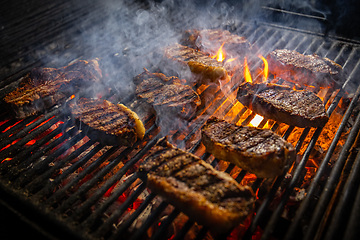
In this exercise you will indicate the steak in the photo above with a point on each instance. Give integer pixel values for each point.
(106, 122)
(304, 69)
(210, 40)
(167, 94)
(258, 151)
(300, 108)
(42, 88)
(210, 197)
(207, 69)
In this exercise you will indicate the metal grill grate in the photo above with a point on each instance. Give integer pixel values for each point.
(81, 198)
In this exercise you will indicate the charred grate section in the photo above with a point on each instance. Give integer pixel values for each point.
(90, 191)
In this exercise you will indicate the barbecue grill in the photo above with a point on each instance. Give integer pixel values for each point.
(63, 184)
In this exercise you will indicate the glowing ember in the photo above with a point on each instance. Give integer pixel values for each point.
(256, 120)
(247, 75)
(266, 68)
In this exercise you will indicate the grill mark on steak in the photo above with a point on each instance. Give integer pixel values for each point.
(294, 107)
(44, 87)
(306, 69)
(166, 94)
(208, 196)
(107, 123)
(259, 151)
(206, 68)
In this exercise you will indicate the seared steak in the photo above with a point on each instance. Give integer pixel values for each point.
(44, 87)
(106, 122)
(306, 69)
(259, 151)
(294, 107)
(208, 196)
(166, 94)
(210, 40)
(205, 67)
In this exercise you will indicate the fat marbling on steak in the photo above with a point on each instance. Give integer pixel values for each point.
(210, 197)
(304, 69)
(300, 108)
(206, 68)
(108, 123)
(167, 95)
(42, 88)
(258, 151)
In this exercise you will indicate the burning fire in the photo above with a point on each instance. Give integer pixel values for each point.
(256, 120)
(265, 72)
(220, 55)
(247, 75)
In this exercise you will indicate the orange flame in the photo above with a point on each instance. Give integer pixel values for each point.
(266, 68)
(256, 120)
(220, 54)
(247, 75)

▸ Goal: Output as a numbered list every line of the material from the line containing "In this exercise you will indicate the fat" through the last line of the material, both included, leaving out any blank lines.

▸ Response for this exercise:
1. In this exercise you will indicate the fat marbling on steak in the photo above with a point on each instance. Give integer pixel values for each point.
2. (210, 197)
3. (304, 69)
4. (300, 108)
5. (206, 68)
6. (108, 123)
7. (167, 95)
8. (42, 88)
9. (258, 151)
10. In this exercise you will indicate the burning fire in the photo above with a point on each instance. Give integer pixel values for each point.
11. (256, 120)
12. (265, 72)
13. (220, 55)
14. (247, 75)
15. In this exercise you will indicate the orange flame in the photo above with a point on each instance. Give integer pixel values for each point.
16. (266, 68)
17. (256, 120)
18. (220, 54)
19. (247, 75)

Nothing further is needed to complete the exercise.